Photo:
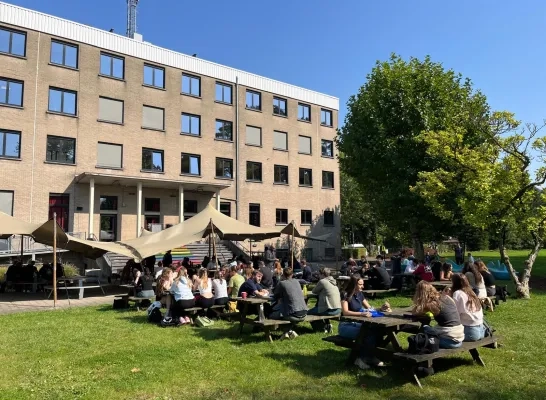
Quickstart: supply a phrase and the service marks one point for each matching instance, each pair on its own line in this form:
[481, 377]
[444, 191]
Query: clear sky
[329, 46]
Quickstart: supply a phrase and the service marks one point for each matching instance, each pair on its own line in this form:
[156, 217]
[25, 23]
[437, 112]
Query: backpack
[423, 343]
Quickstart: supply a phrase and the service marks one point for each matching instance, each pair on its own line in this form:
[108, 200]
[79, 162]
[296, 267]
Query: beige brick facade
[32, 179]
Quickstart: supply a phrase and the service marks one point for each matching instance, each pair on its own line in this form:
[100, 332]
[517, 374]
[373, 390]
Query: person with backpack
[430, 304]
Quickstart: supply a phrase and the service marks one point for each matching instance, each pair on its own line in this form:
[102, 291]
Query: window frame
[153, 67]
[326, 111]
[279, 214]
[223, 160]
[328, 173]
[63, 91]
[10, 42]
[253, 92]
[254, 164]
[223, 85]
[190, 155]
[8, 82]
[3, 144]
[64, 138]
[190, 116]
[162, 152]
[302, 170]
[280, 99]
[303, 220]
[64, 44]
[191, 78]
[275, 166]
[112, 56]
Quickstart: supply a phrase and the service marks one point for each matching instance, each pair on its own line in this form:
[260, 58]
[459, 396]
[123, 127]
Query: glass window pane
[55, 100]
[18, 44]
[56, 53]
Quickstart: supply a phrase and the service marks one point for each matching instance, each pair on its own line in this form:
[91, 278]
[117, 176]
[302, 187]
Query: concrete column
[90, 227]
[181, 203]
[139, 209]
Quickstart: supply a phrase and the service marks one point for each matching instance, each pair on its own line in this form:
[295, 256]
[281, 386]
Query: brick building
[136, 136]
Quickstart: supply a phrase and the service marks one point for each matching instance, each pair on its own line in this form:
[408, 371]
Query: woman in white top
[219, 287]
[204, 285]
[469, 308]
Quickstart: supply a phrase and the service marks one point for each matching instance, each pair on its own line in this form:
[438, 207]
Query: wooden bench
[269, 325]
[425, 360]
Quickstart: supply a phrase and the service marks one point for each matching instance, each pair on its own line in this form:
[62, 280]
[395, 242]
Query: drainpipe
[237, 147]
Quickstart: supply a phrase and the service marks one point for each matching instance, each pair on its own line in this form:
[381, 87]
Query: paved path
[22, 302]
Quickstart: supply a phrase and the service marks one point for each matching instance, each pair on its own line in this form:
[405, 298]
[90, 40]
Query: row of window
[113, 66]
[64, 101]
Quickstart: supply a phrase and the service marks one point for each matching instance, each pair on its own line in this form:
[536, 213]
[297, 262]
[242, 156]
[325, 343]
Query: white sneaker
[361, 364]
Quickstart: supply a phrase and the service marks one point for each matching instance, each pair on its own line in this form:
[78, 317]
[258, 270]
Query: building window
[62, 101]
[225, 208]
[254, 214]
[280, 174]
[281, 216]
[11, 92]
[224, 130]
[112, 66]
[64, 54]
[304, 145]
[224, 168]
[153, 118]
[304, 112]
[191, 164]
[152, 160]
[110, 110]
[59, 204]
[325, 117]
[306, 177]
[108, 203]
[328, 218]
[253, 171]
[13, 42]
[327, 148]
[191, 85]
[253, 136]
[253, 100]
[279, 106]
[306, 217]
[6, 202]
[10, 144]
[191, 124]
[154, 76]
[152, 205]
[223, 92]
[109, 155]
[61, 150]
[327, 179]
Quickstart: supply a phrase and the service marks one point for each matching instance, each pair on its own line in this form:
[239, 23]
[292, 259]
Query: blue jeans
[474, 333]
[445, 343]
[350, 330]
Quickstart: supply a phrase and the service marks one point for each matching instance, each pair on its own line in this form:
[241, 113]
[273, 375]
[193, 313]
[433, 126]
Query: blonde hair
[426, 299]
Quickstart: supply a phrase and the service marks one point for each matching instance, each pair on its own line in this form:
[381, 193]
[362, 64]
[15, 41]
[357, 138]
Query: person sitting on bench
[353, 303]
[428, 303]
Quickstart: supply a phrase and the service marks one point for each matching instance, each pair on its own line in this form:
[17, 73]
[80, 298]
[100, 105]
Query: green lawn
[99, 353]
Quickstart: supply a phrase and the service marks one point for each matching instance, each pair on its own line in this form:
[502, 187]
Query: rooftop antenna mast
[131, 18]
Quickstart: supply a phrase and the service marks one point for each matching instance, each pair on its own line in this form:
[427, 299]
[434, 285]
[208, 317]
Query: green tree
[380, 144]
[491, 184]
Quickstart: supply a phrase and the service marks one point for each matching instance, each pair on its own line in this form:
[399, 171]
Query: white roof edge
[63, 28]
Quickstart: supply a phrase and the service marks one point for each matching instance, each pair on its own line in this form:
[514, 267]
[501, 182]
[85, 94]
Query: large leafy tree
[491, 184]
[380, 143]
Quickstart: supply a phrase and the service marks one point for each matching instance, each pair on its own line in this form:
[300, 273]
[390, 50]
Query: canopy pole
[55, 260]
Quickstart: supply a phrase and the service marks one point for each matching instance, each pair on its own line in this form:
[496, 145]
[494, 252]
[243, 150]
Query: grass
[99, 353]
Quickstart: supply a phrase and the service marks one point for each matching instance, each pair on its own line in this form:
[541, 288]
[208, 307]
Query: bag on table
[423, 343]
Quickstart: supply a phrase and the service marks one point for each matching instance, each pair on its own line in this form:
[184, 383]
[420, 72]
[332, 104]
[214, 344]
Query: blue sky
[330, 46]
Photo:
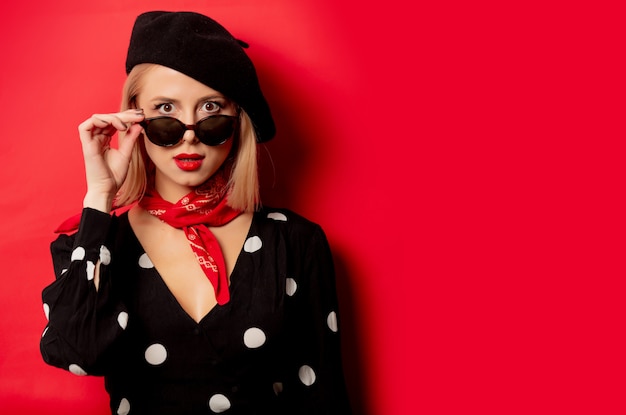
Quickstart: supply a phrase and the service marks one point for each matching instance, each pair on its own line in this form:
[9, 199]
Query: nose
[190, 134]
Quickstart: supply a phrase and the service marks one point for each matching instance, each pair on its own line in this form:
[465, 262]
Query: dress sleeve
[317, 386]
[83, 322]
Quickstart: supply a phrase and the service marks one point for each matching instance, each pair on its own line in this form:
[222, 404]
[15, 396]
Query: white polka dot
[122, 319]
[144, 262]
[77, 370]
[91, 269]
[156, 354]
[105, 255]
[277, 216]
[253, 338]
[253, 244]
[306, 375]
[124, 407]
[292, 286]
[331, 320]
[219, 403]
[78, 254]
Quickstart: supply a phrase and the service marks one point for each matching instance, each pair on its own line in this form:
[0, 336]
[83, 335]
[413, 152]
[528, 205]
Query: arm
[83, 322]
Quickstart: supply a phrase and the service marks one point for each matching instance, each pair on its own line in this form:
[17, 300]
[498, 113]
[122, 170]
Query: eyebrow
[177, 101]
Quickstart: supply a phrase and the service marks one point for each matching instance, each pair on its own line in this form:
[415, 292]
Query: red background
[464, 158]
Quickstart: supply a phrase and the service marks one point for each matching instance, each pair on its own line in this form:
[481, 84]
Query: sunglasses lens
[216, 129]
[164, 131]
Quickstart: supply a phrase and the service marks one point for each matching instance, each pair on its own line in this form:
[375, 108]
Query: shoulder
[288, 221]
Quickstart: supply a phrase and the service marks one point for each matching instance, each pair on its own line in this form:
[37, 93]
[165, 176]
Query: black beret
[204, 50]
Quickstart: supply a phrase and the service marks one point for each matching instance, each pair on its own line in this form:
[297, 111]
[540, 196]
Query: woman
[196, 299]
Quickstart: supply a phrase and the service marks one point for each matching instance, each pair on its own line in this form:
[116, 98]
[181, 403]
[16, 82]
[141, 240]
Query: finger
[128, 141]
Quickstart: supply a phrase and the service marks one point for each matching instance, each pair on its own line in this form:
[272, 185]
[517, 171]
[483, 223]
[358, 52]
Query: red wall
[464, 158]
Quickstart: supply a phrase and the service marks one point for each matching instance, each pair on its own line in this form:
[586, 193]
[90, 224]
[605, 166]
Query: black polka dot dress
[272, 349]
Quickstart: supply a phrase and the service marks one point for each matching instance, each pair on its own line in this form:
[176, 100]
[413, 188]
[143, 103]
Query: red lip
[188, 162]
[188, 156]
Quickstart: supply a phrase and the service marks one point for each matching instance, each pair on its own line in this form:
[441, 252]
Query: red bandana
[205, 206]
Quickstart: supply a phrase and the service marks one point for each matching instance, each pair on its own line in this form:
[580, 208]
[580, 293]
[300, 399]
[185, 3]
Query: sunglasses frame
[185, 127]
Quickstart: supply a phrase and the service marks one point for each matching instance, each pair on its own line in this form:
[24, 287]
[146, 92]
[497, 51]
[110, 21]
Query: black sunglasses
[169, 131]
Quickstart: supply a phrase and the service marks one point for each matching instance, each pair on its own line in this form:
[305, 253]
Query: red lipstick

|---|

_SET PROBLEM_:
Gather every line of the data that contains the word "window". Case matters, so a line counts only when the letters match in uppercase and lowercase.

_THE ANSWER_:
Query: window frame
Query: glass window pane
Query: row of window
Query: building window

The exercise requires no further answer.